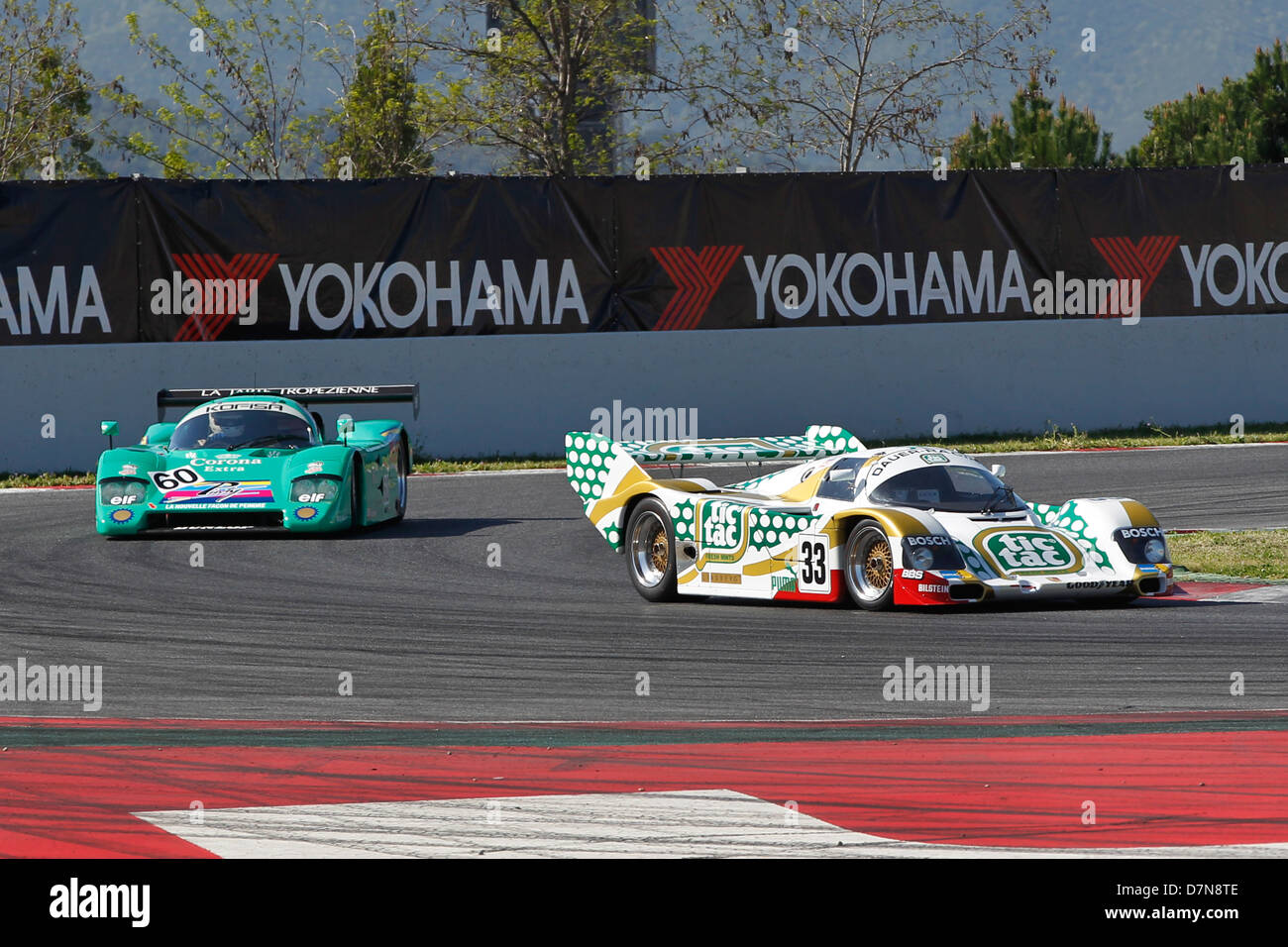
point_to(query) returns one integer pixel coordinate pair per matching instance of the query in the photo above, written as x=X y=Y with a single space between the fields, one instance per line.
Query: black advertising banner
x=67 y=263
x=1199 y=241
x=158 y=261
x=237 y=261
x=833 y=249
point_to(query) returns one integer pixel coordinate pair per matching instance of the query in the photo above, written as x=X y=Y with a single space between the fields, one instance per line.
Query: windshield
x=233 y=428
x=949 y=488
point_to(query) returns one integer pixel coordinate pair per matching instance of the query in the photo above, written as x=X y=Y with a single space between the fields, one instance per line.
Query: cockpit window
x=949 y=488
x=840 y=482
x=236 y=428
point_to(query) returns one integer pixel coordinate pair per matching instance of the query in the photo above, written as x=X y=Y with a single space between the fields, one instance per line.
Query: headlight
x=314 y=488
x=921 y=558
x=1141 y=543
x=931 y=553
x=120 y=491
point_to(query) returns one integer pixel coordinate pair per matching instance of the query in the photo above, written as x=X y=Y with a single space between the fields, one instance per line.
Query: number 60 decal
x=172 y=479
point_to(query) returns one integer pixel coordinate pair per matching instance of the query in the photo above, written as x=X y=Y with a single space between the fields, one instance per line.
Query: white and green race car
x=903 y=526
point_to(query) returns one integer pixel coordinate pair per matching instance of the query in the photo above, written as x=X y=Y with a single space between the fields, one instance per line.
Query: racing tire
x=868 y=567
x=1124 y=598
x=403 y=471
x=651 y=552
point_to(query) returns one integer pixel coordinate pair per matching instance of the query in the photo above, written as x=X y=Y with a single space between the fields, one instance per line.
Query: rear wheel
x=651 y=551
x=870 y=567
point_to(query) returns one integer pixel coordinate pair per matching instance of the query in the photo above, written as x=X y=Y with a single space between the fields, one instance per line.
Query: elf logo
x=1026 y=552
x=697 y=275
x=1133 y=261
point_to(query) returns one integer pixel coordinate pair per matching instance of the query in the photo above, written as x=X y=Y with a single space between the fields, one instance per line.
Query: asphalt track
x=429 y=631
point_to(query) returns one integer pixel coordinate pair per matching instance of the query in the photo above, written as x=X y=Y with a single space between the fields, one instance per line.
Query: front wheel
x=651 y=552
x=870 y=567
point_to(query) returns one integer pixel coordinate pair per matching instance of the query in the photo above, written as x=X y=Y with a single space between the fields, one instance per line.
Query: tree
x=241 y=116
x=1245 y=118
x=554 y=85
x=1037 y=137
x=385 y=119
x=47 y=95
x=842 y=80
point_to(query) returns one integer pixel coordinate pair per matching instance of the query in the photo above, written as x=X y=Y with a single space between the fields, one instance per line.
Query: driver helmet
x=228 y=425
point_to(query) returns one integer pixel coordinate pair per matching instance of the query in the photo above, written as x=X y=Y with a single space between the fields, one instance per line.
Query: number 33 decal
x=812 y=575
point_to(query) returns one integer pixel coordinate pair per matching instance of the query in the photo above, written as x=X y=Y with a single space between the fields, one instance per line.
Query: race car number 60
x=170 y=479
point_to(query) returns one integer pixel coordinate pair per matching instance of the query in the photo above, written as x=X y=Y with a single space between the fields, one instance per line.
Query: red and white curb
x=1227 y=591
x=698 y=823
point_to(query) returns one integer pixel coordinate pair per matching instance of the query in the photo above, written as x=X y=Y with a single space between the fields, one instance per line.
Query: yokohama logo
x=233 y=282
x=1134 y=261
x=697 y=275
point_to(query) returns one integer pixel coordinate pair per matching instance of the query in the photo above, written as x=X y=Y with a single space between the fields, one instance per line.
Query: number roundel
x=812 y=574
x=172 y=479
x=812 y=562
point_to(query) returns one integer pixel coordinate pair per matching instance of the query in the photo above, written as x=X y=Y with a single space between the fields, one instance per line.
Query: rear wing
x=605 y=474
x=818 y=441
x=305 y=394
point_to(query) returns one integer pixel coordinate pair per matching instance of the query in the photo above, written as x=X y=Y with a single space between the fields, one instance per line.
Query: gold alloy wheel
x=870 y=566
x=649 y=549
x=661 y=552
x=879 y=565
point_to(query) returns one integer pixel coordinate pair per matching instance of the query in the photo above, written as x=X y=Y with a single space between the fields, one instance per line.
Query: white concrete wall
x=482 y=395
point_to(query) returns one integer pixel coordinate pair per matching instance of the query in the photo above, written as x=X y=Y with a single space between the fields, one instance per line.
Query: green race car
x=249 y=458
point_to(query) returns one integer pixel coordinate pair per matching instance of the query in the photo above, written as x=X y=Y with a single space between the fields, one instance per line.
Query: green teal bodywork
x=235 y=486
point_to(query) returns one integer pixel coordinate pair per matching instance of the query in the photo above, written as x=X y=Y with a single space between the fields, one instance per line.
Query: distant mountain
x=1146 y=52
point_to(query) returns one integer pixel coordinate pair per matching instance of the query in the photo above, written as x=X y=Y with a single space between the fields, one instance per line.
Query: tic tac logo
x=697 y=275
x=722 y=530
x=1020 y=552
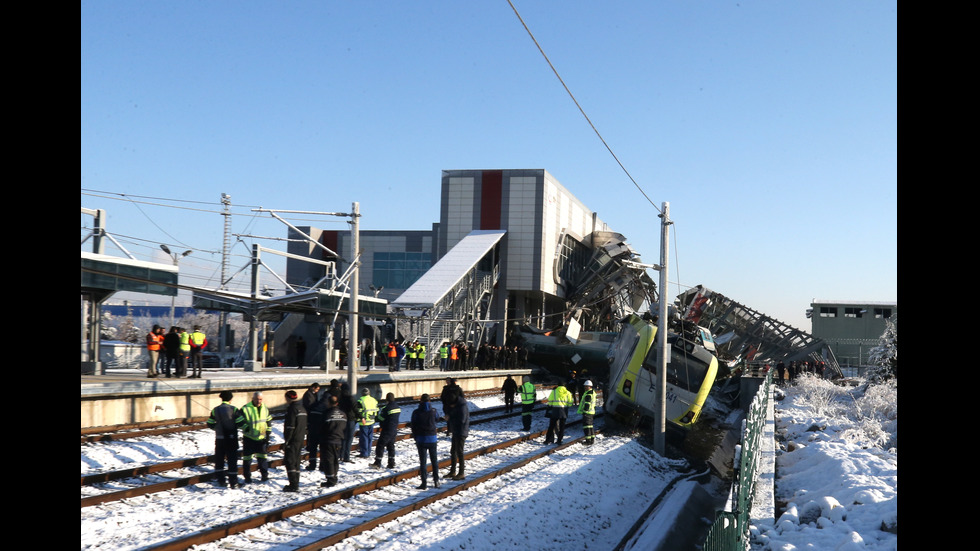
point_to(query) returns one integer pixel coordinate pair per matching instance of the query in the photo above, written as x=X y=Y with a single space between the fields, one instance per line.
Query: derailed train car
x=633 y=375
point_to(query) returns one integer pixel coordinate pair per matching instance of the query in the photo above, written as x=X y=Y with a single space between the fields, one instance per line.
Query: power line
x=581 y=110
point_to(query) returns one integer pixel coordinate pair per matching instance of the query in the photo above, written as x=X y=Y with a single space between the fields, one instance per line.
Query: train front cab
x=690 y=376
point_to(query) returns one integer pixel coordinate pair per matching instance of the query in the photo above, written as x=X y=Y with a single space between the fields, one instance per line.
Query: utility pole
x=253 y=363
x=353 y=358
x=659 y=440
x=223 y=318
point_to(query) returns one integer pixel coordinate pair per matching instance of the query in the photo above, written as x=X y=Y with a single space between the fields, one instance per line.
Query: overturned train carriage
x=633 y=392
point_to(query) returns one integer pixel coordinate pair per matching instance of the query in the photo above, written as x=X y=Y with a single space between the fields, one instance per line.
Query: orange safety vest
x=153 y=341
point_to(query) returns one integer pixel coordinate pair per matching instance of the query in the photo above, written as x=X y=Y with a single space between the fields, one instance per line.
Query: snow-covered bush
x=884 y=356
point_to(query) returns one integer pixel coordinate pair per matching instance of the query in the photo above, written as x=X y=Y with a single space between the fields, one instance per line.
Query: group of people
x=459 y=356
x=557 y=402
x=327 y=420
x=413 y=352
x=255 y=423
x=177 y=348
x=795 y=369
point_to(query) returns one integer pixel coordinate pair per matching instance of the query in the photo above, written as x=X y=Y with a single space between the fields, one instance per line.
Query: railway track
x=172 y=480
x=325 y=520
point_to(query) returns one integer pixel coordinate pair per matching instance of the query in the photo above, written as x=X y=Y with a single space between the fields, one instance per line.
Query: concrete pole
x=659 y=437
x=253 y=363
x=353 y=358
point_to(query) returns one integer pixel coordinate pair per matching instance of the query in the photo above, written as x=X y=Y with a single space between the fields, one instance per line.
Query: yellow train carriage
x=633 y=365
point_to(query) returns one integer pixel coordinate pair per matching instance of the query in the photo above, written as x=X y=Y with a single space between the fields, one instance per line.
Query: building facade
x=549 y=238
x=851 y=329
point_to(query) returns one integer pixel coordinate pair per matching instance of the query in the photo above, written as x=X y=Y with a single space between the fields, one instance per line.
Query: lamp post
x=176 y=258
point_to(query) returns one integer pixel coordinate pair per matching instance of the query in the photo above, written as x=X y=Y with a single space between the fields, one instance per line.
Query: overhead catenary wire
x=581 y=110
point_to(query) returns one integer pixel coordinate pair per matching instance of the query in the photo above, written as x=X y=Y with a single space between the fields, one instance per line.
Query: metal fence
x=730 y=530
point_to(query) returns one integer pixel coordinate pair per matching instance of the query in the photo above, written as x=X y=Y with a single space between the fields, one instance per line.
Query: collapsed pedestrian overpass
x=453 y=299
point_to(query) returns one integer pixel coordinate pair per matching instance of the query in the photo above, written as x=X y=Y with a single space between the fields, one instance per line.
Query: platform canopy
x=103 y=274
x=312 y=302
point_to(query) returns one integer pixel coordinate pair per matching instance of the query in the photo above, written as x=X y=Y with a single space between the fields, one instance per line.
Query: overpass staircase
x=451 y=301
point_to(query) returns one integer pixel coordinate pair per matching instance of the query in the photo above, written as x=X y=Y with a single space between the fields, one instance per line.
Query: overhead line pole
x=659 y=439
x=353 y=358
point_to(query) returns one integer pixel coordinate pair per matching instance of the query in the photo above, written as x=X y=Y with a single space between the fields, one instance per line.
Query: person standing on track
x=222 y=421
x=509 y=389
x=388 y=421
x=586 y=407
x=558 y=402
x=529 y=395
x=424 y=432
x=256 y=423
x=457 y=412
x=315 y=405
x=332 y=436
x=294 y=433
x=366 y=410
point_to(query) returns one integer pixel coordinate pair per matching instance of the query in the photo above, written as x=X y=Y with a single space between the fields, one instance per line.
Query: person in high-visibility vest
x=558 y=402
x=529 y=395
x=154 y=342
x=185 y=352
x=255 y=421
x=392 y=355
x=444 y=357
x=586 y=407
x=366 y=410
x=198 y=341
x=388 y=417
x=413 y=355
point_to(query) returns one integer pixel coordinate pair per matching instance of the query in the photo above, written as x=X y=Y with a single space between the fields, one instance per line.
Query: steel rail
x=228 y=529
x=204 y=477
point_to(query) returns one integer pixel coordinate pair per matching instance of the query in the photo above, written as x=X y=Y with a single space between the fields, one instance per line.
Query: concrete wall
x=139 y=402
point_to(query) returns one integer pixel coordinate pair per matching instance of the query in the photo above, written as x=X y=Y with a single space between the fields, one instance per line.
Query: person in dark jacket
x=171 y=345
x=222 y=421
x=346 y=403
x=458 y=417
x=448 y=391
x=388 y=417
x=509 y=389
x=294 y=433
x=314 y=406
x=332 y=435
x=424 y=432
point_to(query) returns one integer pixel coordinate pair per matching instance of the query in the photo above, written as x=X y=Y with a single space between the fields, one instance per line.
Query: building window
x=828 y=312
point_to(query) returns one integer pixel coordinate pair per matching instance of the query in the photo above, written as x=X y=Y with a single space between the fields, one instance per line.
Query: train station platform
x=126 y=396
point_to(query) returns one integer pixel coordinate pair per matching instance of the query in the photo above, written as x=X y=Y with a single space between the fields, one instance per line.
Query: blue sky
x=770 y=127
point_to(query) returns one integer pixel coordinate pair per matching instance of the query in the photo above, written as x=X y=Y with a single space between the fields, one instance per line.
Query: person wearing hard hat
x=586 y=407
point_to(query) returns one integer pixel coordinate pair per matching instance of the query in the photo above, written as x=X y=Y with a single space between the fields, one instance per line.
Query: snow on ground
x=836 y=471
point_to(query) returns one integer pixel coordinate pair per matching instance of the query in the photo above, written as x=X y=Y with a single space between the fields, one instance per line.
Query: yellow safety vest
x=528 y=393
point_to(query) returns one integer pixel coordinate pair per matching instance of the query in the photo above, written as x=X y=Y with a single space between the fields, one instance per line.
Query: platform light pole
x=659 y=440
x=176 y=258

★ ★ ★

_Your instructions_
Substitute "image" for every "photo" in the lines from the start up to and including the line with "x=1133 y=261". Change nothing else, and give back only those lines, without the pictures.

_Final result_
point_to(query) returns one integer pixel coordinate pair per matching instance of the query in the image above, written as x=X y=Y with a single space between the fields, one instance per line.
Query: black advertising banner
x=67 y=263
x=1199 y=241
x=158 y=261
x=237 y=261
x=833 y=249
point_to(query) returns one integer pixel coordinate pair per matching instance of the query in the image above, written as x=X y=Y with a single space between the fields, one instance per line.
Query: windshield
x=233 y=428
x=949 y=488
point_to(query) returns one integer pixel coordinate pair per matching instance of the query in the image above, written as x=X y=Y with a single space between the fields, one instance per line.
Query: cockpit window
x=949 y=488
x=840 y=482
x=236 y=428
point_to(query) returns one integer pixel coordinate pair per matching instance of the query in the image above, written as x=X y=Y with a single space between the fields, one instance per line.
Query: headlight
x=314 y=488
x=921 y=558
x=1141 y=543
x=931 y=553
x=120 y=491
point_to(query) returns one integer pixel coordinate pair per matching instance of the query in the image above, written as x=X y=Y with a single space between the fields, one instance per line.
Query: number 60 decal
x=172 y=479
point_to(query) returns one integer pixel coordinate pair per matching instance of the query in the image above, written as x=X y=Y with a single space between the fields, one instance per line.
Query: white and green race car
x=903 y=526
point_to(query) returns one integer pixel coordinate pair per matching instance of the query in the image above, written as x=X y=Y with a single space between the fields, one instance per line.
Query: racing tire
x=868 y=567
x=1124 y=598
x=403 y=471
x=651 y=552
point_to(query) returns one integer pixel coordinate pair per matching instance of the query in the image above, written as x=X y=Y with a single space between the fields, one instance per line.
Query: rear wheel
x=651 y=551
x=870 y=567
point_to(query) returns one integer pixel coordinate pair per matching instance of the query in the image above, written as x=X y=Y with a single space between the fields, one instance per line.
Query: elf logo
x=1026 y=552
x=697 y=275
x=1133 y=261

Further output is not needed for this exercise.